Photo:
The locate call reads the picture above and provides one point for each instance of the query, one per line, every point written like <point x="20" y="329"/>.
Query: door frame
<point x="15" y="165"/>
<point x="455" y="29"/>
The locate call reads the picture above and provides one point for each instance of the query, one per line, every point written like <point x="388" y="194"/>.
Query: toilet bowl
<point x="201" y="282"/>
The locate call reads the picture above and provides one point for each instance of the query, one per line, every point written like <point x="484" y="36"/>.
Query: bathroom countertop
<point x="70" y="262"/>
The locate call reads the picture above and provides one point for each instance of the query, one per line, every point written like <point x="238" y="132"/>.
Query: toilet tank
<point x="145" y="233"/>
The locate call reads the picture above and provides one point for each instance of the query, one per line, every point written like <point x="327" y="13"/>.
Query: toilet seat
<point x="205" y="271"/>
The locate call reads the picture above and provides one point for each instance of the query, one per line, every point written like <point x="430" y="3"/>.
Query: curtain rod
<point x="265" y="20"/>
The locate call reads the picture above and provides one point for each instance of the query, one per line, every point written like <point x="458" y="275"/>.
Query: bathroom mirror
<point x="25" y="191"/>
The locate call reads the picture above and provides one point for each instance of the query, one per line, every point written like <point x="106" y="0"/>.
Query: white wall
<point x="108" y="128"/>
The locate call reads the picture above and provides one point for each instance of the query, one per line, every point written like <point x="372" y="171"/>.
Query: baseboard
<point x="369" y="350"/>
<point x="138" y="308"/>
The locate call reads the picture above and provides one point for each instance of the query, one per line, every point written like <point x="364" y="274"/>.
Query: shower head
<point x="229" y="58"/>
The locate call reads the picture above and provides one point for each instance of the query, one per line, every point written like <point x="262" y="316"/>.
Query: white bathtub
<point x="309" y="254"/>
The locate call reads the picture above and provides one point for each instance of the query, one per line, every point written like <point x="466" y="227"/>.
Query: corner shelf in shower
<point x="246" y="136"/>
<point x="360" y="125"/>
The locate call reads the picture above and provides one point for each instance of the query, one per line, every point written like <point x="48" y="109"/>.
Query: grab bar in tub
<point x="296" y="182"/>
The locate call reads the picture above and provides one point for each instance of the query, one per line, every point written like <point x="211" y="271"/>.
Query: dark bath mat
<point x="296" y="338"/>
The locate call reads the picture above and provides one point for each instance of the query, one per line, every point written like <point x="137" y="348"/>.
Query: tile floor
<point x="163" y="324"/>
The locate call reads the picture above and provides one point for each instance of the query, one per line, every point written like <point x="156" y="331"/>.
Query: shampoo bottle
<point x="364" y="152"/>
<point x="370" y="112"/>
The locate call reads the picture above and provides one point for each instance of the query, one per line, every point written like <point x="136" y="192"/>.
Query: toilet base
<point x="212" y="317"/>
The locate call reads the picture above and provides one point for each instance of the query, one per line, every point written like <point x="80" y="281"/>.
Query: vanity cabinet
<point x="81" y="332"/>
⁂
§ WHAT YOU WILL DO: Reproduce all of the data above, exactly and without omission.

§ SOLUTION FOR THIS TASK:
Photo:
The locate call reads the picture above and provides one point for each instance of the query, one per line, every point written like <point x="20" y="329"/>.
Query: door frame
<point x="15" y="165"/>
<point x="455" y="29"/>
The locate call reads the picture above and provides one point for each instance of the query, one per line, every point written like <point x="388" y="194"/>.
Query: toilet bowl
<point x="201" y="282"/>
The locate call reads the picture above and provides one point for each instance of the query, one per line, every point written like <point x="484" y="36"/>.
Query: bathroom countertop
<point x="70" y="262"/>
The locate call reads the picture above and provides one point for each instance of the query, one per line, every point written like <point x="238" y="132"/>.
Query: toilet tank
<point x="145" y="233"/>
The locate call reads the picture above and provides one point for each instance of the query, one per line, every point written like <point x="327" y="13"/>.
Query: toilet seat
<point x="205" y="271"/>
The locate call reads the picture above and provides one point for each instance of the query, one per line, every point written like <point x="430" y="3"/>.
Query: curtain rod
<point x="265" y="20"/>
The locate call reads the picture above and provides one point for each instance of the query, one per line, every point written like <point x="458" y="275"/>.
Query: bathroom mirror
<point x="25" y="191"/>
The locate call reads the picture above and provides one point for each instance of the query, one per line, every point written like <point x="106" y="0"/>.
Query: white wall
<point x="108" y="128"/>
The locate call reads the picture above and provides one point for each instance of the query, one per line, every point written like <point x="372" y="171"/>.
Query: baseboard
<point x="369" y="350"/>
<point x="138" y="308"/>
The locate call reads the picture above and provides one point for each instance of the query, one per line, every point written like <point x="364" y="274"/>.
Query: shower head
<point x="229" y="58"/>
The locate call reads the picture above and provides one point for each instance of the query, one per line, every point written like <point x="262" y="316"/>.
Query: white bathtub
<point x="309" y="254"/>
The locate call reads the picture above and provides one point for each instance of the query, one per line, every point written like <point x="466" y="227"/>.
Query: corner shelf in shower
<point x="246" y="136"/>
<point x="360" y="125"/>
The locate call reads the picture above and provides one point for each instance of the query, one per line, every point written like <point x="48" y="109"/>.
Query: grab bar in tub
<point x="296" y="182"/>
The locate call reads the picture above and provides one point for each instance of the query, one per line, every point written like <point x="211" y="271"/>.
Query: dark bath mat
<point x="296" y="338"/>
The locate call reads the picture above and provides one point for each instance of the query, one per line, every point written like <point x="137" y="348"/>.
Query: tile floor
<point x="163" y="324"/>
The locate call reads the picture above and provides one point for each instance of the query, one per line, every point written like <point x="156" y="331"/>.
Query: shampoo bottle
<point x="364" y="152"/>
<point x="370" y="112"/>
The locate call reads the picture above and provides one point for each instance of the query, one per line, every point written like <point x="136" y="192"/>.
Query: toilet base
<point x="212" y="317"/>
The locate call reads the picture above and provides one point for each instance of the query, one per line, every point written like <point x="80" y="281"/>.
Query: vanity cabinet
<point x="81" y="332"/>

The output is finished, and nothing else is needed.